Tekst do czytania:

Prof. Dr hab. Zofia J. Zdybicka USJK

Katolicki Uniwersytet Lubelski Jana Pawła II

 

Moja droga odkrywania prawdy o Bogu i religii

 

Uchwała Senatu w sprawie uroczystego odnowienia doktoratu inspiruje mnie do spojrzenia na przebytą drogę naukową i jej rezultaty.

 

Studia na KUL rozpoczęłam w 1956 roku. Wydział Filozofii KUL przeżywał wówczas złoty okres filozofii. Tworzyli go wspaniali, młodzi, dynamiczni profesorowie, a wśród nich: ks. Karol Wojtyła, Stefan Świeżawski, o. Mieczysław Krąpiec, ks. Stanisław Kamiński i ks. Marian Kurdziałek. Oddziaływali oni na cały Wydział Filozofii i nie tylko, a w sposób szczególny na młodzież, która z różnych części Polski przybyła na KUL by tu studiować.

 

Rozpoczynając studia na KUL włączyłam się w ten żywy nurt filozofii. Interesowała mnie przede wszystkim problematyka Boga i religii, która jest dla człowieka najważniejsza, a w tamtym czasie była podważana przez wszechobecny na polskich uczelniach marksizm, narzucony środkami administracyjnymi, propagujący ateistyczny materializm a także przez dominujący w kulturze pozytywizm.

 

Moje główne prace monograficzne, w których podejmuję tę problematykę to między innymi: „Partycypacja bytu. Próba wyjaśnienia relacji między światem, a Bogiem” (Lublin 1972), „Poznanie Boga w ujęciu De Lubaca” (Lublin 1973), „Człowiek i religia. Zarys filozofii religii” (Lublin 1977), „Religia i religioznawstwo” (Lublin-Rzym 1988), „Bóg czy sacrum” (Lublin 2007), „Jan Paweł II filozof i mistyk” (Lublin 2009), „Pułapki ateizmu” (Lublin 2012 ) a także szereg artykułów, w których zagadnienia Boga, religii i kultury starałam się zgłębiać.

Moje badania naukowe koncentrowały się głównie na problematyce Boga, zagadnieniu ateizmu, religii oraz związków religii z innymi dziedzinami kultury. A zatem filozofia Boga i filozofia religii to dwa filary, na których oparłam moje dociekania filozoficzne.

 

  1. Filozofia Boga.

Zadanie pisemne 1:
Według tekstu do czytania, w którym roku rozpoczęły się opisane w nim studia na KUL?

Wiersze do ćwiczenia:
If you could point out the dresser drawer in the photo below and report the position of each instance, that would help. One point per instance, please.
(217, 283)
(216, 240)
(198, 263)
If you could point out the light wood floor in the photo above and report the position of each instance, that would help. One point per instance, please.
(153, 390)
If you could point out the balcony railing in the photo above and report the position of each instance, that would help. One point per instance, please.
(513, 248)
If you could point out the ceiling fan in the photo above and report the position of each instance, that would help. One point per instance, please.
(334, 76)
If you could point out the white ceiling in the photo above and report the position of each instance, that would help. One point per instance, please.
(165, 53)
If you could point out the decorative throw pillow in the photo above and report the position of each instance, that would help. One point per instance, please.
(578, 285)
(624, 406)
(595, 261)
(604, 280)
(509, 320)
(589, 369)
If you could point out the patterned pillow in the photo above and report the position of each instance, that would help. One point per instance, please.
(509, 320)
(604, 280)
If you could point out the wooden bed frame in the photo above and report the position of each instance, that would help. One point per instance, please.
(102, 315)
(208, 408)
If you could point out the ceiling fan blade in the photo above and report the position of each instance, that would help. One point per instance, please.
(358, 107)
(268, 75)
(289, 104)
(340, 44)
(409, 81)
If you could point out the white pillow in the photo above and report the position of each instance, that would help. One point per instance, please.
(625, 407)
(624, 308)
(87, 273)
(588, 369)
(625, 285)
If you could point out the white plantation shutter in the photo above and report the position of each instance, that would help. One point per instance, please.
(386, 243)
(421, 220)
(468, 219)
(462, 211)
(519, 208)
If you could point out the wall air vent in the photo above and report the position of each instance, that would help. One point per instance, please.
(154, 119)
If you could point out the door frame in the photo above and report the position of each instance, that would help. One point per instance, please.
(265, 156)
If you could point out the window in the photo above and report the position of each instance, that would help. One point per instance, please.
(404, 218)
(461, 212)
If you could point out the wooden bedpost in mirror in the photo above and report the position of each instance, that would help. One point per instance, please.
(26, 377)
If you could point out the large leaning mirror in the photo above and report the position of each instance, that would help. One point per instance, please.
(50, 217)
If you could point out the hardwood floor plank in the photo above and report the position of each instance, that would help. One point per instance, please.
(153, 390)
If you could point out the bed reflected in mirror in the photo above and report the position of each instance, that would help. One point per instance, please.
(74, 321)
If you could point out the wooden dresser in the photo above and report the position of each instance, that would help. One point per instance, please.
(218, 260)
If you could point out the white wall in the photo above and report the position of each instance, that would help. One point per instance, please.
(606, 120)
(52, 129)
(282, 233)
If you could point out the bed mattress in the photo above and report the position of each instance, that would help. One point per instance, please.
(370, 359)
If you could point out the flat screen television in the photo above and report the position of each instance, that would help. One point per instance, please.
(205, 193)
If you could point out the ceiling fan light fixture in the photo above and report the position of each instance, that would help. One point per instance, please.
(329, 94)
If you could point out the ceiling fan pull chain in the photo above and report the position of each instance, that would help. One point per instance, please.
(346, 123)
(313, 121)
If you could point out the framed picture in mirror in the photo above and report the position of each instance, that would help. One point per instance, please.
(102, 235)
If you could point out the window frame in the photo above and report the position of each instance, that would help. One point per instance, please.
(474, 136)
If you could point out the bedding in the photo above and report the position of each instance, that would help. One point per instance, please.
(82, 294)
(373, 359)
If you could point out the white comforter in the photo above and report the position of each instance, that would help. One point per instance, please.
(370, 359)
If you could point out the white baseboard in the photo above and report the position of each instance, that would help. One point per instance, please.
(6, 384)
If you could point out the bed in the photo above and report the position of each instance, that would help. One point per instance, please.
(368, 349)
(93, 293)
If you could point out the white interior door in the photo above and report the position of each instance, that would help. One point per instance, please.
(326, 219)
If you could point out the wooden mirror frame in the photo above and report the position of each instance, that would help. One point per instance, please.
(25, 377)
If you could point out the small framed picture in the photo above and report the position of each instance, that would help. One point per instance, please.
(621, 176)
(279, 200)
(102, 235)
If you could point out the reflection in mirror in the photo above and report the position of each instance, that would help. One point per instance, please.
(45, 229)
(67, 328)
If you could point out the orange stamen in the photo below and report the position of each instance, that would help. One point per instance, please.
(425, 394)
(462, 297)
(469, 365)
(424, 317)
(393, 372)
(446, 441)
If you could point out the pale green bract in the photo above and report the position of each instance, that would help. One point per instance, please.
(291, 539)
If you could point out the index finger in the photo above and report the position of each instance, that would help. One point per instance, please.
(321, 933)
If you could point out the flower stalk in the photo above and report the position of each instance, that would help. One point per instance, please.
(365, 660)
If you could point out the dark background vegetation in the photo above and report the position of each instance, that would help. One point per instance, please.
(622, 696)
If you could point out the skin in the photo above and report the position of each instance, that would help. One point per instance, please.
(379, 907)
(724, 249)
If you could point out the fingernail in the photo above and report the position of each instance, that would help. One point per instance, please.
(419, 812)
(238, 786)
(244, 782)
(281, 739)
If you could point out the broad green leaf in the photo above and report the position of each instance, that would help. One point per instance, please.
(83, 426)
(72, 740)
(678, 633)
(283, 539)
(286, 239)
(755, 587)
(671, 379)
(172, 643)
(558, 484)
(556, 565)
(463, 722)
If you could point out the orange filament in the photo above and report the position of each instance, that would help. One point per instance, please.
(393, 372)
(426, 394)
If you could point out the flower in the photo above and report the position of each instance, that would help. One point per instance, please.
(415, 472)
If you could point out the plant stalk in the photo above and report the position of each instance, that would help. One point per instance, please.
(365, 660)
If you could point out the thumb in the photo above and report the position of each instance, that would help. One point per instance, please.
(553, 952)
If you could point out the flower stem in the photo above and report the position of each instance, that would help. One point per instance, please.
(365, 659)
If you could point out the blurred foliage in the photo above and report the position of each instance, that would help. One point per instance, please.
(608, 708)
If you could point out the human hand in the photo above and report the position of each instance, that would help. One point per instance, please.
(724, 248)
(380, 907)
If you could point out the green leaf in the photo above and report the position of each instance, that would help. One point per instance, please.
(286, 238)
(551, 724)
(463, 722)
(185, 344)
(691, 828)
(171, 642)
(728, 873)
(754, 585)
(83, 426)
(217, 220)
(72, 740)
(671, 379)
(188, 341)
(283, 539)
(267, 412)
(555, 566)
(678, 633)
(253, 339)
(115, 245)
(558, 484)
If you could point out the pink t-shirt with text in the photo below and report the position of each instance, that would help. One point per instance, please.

Zadanie pisemne 2:
Wypisz każdy wiersz, w którym występuje słowo „floor”.

Rozwiązanie zadania 1:
W 1956 roku.

Rozwiązanie zadania 2:
If you could point out the light wood floor in the photo above and report the position of each instance, that would help. One point per instance, please.
If you could point out the hardwood floor plank in the photo above and report the position of each instance, that would help. One point per instance, please.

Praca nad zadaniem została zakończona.